**** Record list ****

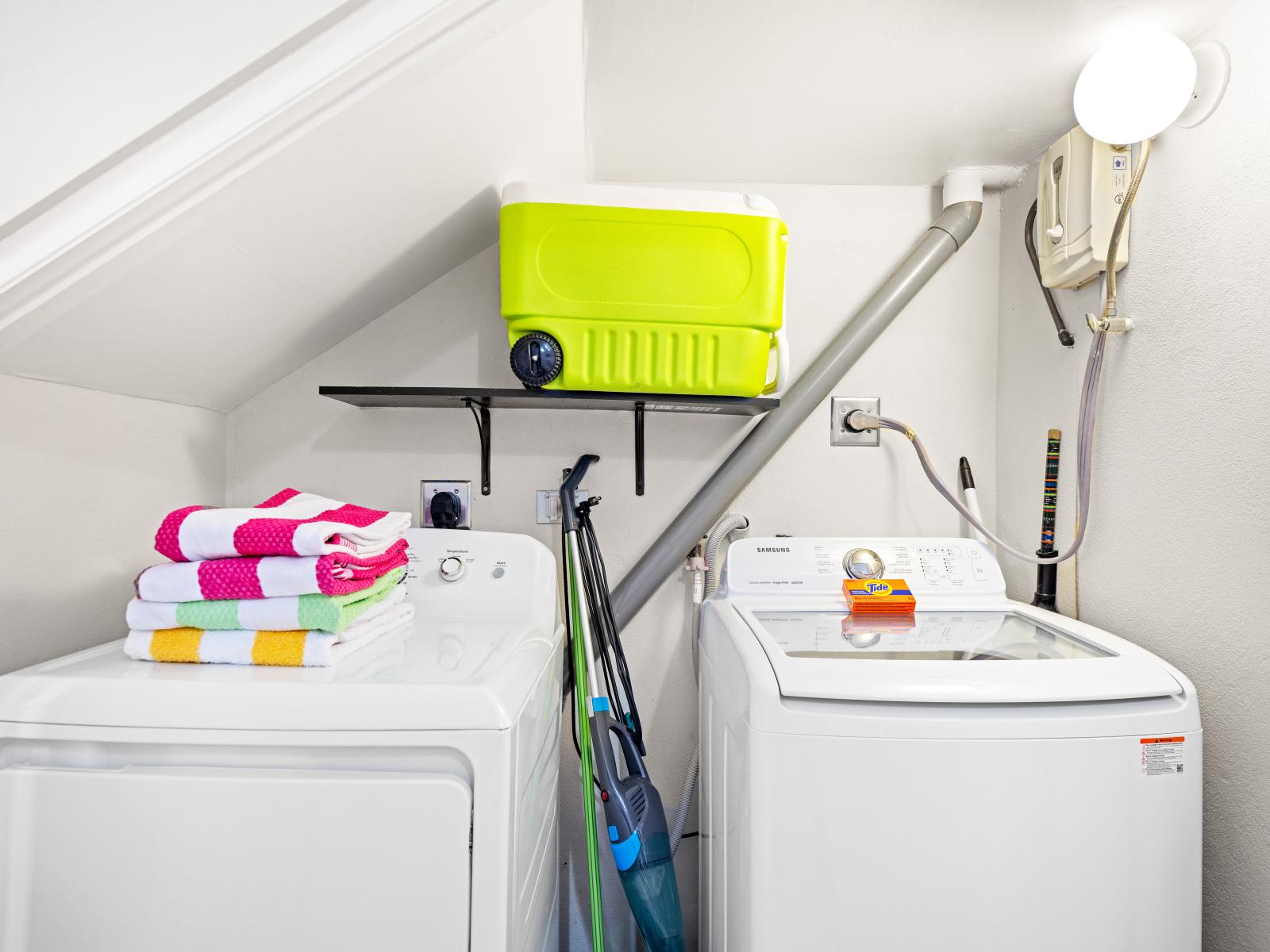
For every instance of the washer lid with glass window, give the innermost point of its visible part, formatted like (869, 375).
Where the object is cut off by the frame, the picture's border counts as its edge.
(949, 657)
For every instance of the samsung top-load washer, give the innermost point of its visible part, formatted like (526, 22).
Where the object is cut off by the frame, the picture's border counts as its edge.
(404, 799)
(979, 774)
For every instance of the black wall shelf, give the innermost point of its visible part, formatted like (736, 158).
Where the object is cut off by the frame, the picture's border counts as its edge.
(480, 401)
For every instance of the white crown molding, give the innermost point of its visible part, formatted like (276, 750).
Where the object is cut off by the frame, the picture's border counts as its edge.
(79, 234)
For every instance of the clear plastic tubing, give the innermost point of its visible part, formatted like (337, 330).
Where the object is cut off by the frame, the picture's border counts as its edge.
(1089, 405)
(1083, 456)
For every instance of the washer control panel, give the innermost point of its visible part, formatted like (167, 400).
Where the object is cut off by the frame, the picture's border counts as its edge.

****

Exercise brief: Copy out all of the records above word for word, but leave the pictures out.

Response below:
For every instance of the washer lid with glass window, give the innermost point of its visible part, formatted like (869, 375).
Where the object is cut off by the frame, the picture's border counts as its edge.
(949, 657)
For every instance of the samsung top-load washer, give the innermost point of its visible part, formatted like (526, 22).
Where the object is cut off by the frame, the picture's border counts as its edge.
(404, 799)
(979, 774)
For every instance of the black wall shelf, give the innermost point of its visible part, formatted like (736, 158).
Where the object is cut off by the frame, the picture's border counts as its edge.
(480, 401)
For every instance of the white crown molding, give the innermost point of its visible part, formatted like (276, 750).
Where the object is cut off by the frame, the picture's border counts as its edge.
(79, 234)
For every instance of the clear plastic tubing, give the innermost point of its visible part, formatted like (337, 330).
Where the object is cut off by the frame, the picture's border counts as its edge.
(1089, 405)
(1083, 456)
For every instance of the washer control panel, give the innermost point of its visible part, formatted like (167, 400).
Where the object is cut off by the frame, the picture's border counts as its edge.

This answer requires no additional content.